Verilen metin:
2918 sayılı Karayolları Trafik Kanununun 1. maddesinde, Kanunun amacının karayollarında can ve mal güvenliği yönünden trafik düzenini sağlayacak ve trafik güvenliğini ilgilendiren tüm konularda alınacak önlemleri belirlemek olduğu; “Kapsam” başlıklı 2. maddesinde, bu Kanunun trafikle ilgili kuralları, şartları, hak ve yükümlülükleri bunların uygulamasını ve denetlenmesini ilgili kuruluşları ve bunların görev, yetki ve sorumluluk, çalışma usulleri ile diğer hükümleri kapsadığı ve bu kanunun karayollarında uygulanacağı; 10. maddesinde, yapım ve bakımdan sorumlu olduğu yolları trafik düzeni ve güvenliğini sağlayacak durumda bulundurmanın, gerekli görülen kavşaklara ve yerlere trafik ışıklı işaretleri, işaret levhaları koymak ve yer işaretlemeleri yapmanın Belediye Trafik birimlerinin görev ve yetkileri arasında olduğu belirtilmiştir.

Öte yandan 2918 sayılı Yasanın 19.1.2011 günlü Resmi Gazetede yayımlanarak yürürlüğe giren 6099 sayılı Yasanın 14. maddesiyle değişik 110. maddesinde “İşleteni veya sahibi Devlet ve diğer kamu kuruluşları olan araçların sebebiyet verdiği zararlara ilişkin olanları dahil, bu Kanundan doğan sorumluluk davaları, adli yargıda görülür. Zarar görenin kamu görevlisi olması, bu fıkra hükmünün uygulanmasını önlemez. Hemzemin geçitte meydana gelen tren-trafik kazalarında da bu Kanun hükümleri uygulanır.

Listelenen veriler:
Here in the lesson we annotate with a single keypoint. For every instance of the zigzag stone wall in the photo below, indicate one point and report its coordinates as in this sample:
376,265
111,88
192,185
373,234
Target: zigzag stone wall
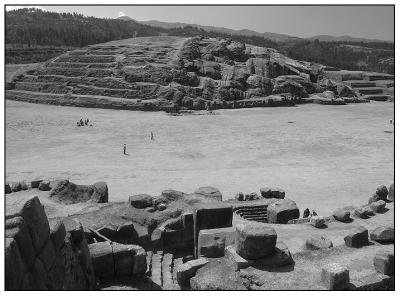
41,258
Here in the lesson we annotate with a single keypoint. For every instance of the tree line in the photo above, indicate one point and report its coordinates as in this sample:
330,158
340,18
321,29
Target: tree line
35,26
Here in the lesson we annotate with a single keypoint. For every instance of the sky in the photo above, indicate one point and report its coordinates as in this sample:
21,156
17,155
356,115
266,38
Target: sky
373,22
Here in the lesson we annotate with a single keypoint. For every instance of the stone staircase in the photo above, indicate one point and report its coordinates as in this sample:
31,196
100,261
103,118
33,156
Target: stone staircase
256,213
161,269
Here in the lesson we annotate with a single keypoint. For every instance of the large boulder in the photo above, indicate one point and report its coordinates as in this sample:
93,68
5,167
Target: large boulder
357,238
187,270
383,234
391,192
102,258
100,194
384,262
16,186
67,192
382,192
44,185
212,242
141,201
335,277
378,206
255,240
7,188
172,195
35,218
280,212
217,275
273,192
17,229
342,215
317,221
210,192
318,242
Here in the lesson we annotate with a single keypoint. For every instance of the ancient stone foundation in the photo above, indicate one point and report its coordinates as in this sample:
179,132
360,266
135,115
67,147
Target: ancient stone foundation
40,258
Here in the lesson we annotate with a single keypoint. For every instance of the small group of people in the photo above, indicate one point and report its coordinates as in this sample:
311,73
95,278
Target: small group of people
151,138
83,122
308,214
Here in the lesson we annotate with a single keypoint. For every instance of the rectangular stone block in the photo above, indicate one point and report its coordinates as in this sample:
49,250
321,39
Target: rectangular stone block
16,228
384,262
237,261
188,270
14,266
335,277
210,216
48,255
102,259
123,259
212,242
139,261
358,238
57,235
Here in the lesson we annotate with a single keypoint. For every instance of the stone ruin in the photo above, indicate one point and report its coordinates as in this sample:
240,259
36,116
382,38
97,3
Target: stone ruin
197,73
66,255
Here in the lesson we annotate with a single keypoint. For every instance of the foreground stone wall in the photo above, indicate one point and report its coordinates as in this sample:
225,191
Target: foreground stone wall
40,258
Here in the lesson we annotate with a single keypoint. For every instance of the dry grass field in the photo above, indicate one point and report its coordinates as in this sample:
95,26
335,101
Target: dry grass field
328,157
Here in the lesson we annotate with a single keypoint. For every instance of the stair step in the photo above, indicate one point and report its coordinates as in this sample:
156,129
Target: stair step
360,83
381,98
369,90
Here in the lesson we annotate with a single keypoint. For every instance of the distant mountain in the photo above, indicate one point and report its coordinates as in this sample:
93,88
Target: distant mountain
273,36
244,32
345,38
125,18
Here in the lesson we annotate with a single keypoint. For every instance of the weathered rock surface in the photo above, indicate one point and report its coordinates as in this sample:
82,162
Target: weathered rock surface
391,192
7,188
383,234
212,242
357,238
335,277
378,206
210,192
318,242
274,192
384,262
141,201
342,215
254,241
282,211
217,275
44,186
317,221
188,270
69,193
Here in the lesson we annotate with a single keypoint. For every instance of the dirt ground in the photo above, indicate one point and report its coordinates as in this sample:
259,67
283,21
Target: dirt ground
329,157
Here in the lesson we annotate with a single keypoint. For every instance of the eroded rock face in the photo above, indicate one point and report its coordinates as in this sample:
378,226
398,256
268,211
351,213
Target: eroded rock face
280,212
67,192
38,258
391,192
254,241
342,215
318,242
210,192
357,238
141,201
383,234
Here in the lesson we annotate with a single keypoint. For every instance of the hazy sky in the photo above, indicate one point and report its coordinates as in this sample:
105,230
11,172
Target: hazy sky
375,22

==

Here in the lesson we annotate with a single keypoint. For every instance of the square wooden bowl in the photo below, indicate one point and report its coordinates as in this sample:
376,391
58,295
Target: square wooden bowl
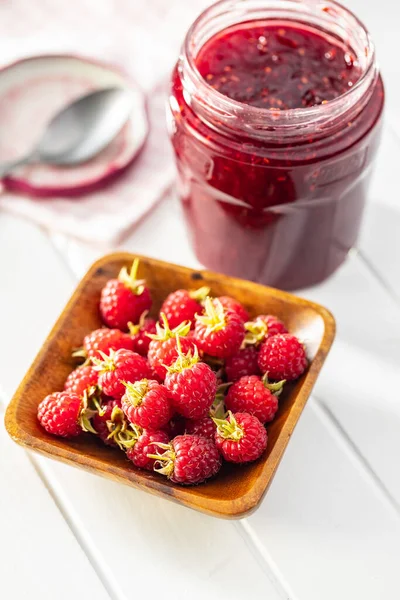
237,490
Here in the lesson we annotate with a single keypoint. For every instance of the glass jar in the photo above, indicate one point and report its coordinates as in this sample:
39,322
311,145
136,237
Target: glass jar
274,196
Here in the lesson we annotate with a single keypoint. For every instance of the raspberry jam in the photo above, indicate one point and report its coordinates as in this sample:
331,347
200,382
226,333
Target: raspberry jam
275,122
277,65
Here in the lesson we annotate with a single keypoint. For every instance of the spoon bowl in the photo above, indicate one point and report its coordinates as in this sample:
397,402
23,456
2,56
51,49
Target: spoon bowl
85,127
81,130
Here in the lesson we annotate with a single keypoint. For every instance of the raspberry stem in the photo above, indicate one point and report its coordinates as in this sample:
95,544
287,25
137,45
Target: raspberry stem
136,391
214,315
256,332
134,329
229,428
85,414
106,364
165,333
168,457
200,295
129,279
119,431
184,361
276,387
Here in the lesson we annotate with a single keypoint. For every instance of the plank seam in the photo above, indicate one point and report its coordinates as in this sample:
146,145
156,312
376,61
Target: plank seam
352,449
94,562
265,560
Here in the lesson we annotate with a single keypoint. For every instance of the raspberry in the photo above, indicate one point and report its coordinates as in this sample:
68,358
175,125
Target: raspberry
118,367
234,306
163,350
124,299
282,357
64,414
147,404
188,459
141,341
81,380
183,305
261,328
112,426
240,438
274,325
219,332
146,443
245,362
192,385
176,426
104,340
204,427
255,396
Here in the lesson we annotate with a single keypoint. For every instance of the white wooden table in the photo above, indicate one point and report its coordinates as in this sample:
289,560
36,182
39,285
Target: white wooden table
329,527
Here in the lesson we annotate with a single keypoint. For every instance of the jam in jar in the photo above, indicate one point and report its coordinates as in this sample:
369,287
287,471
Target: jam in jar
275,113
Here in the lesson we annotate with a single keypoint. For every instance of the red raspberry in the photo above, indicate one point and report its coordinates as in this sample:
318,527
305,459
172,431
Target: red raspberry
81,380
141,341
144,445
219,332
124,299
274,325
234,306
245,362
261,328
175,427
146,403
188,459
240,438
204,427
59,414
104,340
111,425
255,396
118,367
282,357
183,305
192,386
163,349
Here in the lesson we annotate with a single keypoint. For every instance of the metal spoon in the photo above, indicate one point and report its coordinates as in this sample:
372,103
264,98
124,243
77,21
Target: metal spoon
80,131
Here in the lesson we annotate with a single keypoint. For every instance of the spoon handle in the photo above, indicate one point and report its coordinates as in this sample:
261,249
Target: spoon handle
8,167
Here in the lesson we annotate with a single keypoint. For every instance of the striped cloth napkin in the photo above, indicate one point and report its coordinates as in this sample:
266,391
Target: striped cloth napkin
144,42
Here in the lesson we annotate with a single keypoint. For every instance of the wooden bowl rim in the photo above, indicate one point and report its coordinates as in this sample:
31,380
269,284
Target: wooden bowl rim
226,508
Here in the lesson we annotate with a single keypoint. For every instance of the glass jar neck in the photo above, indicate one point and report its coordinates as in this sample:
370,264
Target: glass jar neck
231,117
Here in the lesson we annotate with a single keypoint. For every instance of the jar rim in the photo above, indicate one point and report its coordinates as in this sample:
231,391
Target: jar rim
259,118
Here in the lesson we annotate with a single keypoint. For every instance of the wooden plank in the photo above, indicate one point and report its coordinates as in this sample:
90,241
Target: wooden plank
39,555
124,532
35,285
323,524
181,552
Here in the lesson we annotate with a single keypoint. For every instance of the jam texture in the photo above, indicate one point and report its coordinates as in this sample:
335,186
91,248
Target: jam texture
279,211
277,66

Alıştırma yönergesi: Karayolları Trafik Kanunu'na ilişkin metni, gösterilen son cümlenin ardından sürdürün.

Alıştırma yanıtı:
Motorlu araç kazalarından dolayı hukuki sorumluluğa ilişkin davalar, sigortacının merkez veya şubesinin veya sigorta sözleşmesini yapan acentenin bulunduğu yer mahkemelerinden birinde açılabileceği gibi kazanın vuku bulduğu yer mahkemesinde de açılabilir”; Geçici 21. maddesinde de “Bu Kanunun 110 uncu maddesinin birinci fıkrasının göreve ilişkin hükmü, yürürlüğe girdiği tarihten önce idari yargıda ve Askeri Yüksek İdare Mahkemesinde açılmış bulunan davalara uygulanmaz” denilmiştir.

Dosyanın incelenmesinden, dava dosyasında mevcut bilgi ve belgelerin incelenmesi sonucunda davacı şirkete kasko-poliçesi ile sigortalı aracın olay tarihinde Yakuplu Mahallesi, Hürriyet Bulvarı Kaymakamlık istikametinden E-5 İstikametine seyir halinde iken yol üzerindeki su akıntısı nedeniyle meydana gelen maddi hasarlı trafik kazası sonucu oluşan hasar bedelinin dava tarihinden itibaren yürütülecek yasal faizi ile birlikte davalı idareden rücuen tahsili istemiyle davanın açıldığı anlaşılmaktadır.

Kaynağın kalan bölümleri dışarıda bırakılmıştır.